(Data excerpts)

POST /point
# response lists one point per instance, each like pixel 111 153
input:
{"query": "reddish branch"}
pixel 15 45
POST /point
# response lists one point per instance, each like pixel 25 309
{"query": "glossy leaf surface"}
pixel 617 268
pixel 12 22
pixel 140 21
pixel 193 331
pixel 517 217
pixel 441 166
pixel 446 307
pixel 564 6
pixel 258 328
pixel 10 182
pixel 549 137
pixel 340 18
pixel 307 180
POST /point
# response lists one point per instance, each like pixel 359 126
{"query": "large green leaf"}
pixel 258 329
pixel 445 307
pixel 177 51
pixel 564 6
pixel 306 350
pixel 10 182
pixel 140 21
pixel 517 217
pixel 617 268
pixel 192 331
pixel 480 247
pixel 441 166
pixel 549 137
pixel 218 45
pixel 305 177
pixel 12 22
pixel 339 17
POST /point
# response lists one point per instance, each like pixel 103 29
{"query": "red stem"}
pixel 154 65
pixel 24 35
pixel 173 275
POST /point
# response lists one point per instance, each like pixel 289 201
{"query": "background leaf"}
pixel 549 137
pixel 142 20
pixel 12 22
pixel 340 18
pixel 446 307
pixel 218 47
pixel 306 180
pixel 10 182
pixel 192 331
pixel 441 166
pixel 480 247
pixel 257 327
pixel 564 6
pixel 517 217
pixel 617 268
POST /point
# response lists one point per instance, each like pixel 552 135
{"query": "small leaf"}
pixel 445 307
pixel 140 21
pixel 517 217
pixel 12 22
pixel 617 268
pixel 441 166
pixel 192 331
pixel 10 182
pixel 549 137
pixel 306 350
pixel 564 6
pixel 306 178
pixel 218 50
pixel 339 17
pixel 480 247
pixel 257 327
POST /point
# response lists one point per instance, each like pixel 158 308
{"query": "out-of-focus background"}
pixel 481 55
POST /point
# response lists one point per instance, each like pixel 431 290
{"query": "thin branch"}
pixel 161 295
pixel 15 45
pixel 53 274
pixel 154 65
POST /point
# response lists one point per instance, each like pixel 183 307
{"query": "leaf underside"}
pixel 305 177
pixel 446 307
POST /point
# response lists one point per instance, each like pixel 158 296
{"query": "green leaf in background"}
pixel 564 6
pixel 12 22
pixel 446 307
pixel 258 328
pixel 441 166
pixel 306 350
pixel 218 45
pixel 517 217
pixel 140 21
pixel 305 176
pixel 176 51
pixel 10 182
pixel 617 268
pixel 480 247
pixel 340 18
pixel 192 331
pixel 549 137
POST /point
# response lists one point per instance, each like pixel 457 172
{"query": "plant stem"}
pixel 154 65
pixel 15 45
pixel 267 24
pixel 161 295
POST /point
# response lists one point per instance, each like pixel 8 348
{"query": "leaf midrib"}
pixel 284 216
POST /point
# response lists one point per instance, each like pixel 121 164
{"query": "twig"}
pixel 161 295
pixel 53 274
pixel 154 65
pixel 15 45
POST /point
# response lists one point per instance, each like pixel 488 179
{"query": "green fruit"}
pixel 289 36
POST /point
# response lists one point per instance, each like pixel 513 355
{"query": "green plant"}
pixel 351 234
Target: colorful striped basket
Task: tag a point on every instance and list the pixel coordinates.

### [Exercise brief]
Transcribe the lines above precisely, keeping each one unchanged.

### [Written answer]
POST /point
# response lists one point per instance, each like pixel 111 153
input:
{"query": "reddish branch"}
pixel 15 45
POST /point
# response lists one point per instance, each like pixel 25 309
{"query": "glossy leaf surface"}
pixel 617 268
pixel 12 22
pixel 140 21
pixel 193 331
pixel 517 217
pixel 441 166
pixel 446 307
pixel 564 6
pixel 258 328
pixel 10 182
pixel 549 137
pixel 340 18
pixel 307 180
POST /point
# response lists one point per instance, each like pixel 359 126
{"query": "large green leaf"}
pixel 258 329
pixel 445 307
pixel 177 51
pixel 564 6
pixel 306 350
pixel 10 182
pixel 140 21
pixel 517 217
pixel 617 268
pixel 192 331
pixel 480 247
pixel 441 166
pixel 549 137
pixel 218 45
pixel 305 177
pixel 12 22
pixel 339 17
POST /point
# response lists one point per instance, each like pixel 103 29
{"query": "red stem"}
pixel 154 65
pixel 24 35
pixel 173 275
POST /point
# response lists one point per instance, each like pixel 289 201
{"query": "background leaf"}
pixel 549 137
pixel 142 20
pixel 12 22
pixel 340 18
pixel 446 307
pixel 218 47
pixel 306 180
pixel 10 182
pixel 192 331
pixel 441 166
pixel 480 247
pixel 257 327
pixel 564 6
pixel 517 217
pixel 617 268
POST /point
# response lists one point per instance, each like pixel 552 135
{"query": "small leaf"}
pixel 445 307
pixel 140 21
pixel 517 217
pixel 12 22
pixel 617 268
pixel 441 166
pixel 192 331
pixel 10 182
pixel 549 137
pixel 306 350
pixel 564 6
pixel 306 178
pixel 218 50
pixel 339 17
pixel 480 247
pixel 257 327
POST /point
# response lists one point per instance, each like pixel 158 308
{"query": "out-of-focus background"}
pixel 481 55
POST /point
# response lists one point per instance, each like pixel 431 290
{"query": "thin branch"}
pixel 161 295
pixel 15 45
pixel 53 274
pixel 154 65
POST /point
# response lists one point per instance, each like pixel 183 307
{"query": "leaf underside"}
pixel 305 177
pixel 446 307
POST /point
# response lists one point per instance, each like pixel 158 296
{"query": "green leaf in background"}
pixel 564 6
pixel 12 22
pixel 446 307
pixel 258 328
pixel 441 166
pixel 306 350
pixel 218 45
pixel 517 217
pixel 140 21
pixel 305 176
pixel 176 51
pixel 10 182
pixel 617 268
pixel 480 247
pixel 340 18
pixel 192 331
pixel 549 137
POST /point
# response lists one point per instance, each like pixel 457 172
{"query": "plant stem"}
pixel 154 65
pixel 15 45
pixel 267 24
pixel 161 295
POST /point
# response lists one point per instance, each like pixel 8 348
{"query": "leaf midrib"}
pixel 284 216
POST /point
# response lists one point per instance, each like pixel 121 164
{"query": "twig"}
pixel 161 295
pixel 53 274
pixel 154 65
pixel 15 45
POST /point
# response lists one point per instance, each like pixel 488 179
{"query": "green fruit"}
pixel 289 36
POST /point
# response lists one point per instance, each like pixel 513 355
{"query": "green plant"}
pixel 351 234
Target: colorful striped basket
Task: tag a point on every instance and list the pixel coordinates.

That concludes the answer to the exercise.